Nossa pesquisa debruça-se sobre o aparato teórico da Análise de Discurso tal

como praticada no Brasil (ORLANDI, 2006, 2007). Para o presente artigo, manipularemos os

dados das tiras de Hagar, o horrível, por meio das noções de: discurso, história, memória,

ideologia, sujeito, imaginário, simbólico, língua e formação discursiva, principalmente,

para compreender como se produz um efeito de sentido nesses discursos.

Segundo Orlandi (2006), diremos que a língua não se trata de transmissão de

informação apenas, pois, no funcionamento da linguagem, que põe em relação sujeitos e

sentidos afetados pela língua e pela história, temos um complexo processo de constituição

desses sujeitos, bem como da produção de sentidos e não meramente transmissão de

informação. Destarte, a fim de analisarmos discursivamente este corpus, nortear-nos-emos

pelo pressuposto de que “o discurso é efeito de sentidos entre locutores” (ORLANDI, 2007,

p. 21), produzido e posto a circular em determinadas condições de produção e por um suporte

material específico, no caso, as histórias em quadrinhos.

▸ LINHAS DE DADOS

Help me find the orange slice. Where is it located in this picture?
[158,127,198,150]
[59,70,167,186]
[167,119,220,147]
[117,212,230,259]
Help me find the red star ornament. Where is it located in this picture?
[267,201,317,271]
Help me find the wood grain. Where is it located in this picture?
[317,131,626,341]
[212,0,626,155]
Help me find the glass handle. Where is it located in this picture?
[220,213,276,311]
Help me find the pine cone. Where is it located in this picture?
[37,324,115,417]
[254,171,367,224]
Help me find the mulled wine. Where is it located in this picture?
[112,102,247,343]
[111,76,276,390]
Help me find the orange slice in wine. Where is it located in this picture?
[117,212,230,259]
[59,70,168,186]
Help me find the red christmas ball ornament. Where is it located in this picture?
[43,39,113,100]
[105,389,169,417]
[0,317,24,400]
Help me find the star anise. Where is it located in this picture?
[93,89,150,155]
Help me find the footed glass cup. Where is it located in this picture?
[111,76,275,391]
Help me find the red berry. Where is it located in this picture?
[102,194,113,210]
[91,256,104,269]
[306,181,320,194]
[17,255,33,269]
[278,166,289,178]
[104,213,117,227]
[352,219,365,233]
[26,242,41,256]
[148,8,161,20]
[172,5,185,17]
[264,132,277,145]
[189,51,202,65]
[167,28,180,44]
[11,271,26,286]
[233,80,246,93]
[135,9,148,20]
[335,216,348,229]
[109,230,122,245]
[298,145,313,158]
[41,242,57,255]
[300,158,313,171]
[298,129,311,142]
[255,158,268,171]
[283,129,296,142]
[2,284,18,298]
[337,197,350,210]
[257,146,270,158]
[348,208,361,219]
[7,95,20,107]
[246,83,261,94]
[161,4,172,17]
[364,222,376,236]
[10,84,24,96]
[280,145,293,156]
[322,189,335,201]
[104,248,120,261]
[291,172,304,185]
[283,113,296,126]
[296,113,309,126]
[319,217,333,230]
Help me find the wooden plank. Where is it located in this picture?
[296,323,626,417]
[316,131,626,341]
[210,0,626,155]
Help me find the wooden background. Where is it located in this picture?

▸ OBJETIVO DA TAREFA
Transcreva cada citação de Orlandi no texto sobre Análise de Discurso, na forma em que ela aparece. Os dados constituem material independente do texto.

▸ EXERCÍCIO RESOLVIDO
- (ORLANDI, 2006, 2007)
- Orlandi (2006)
- (ORLANDI, 2007, p. 21)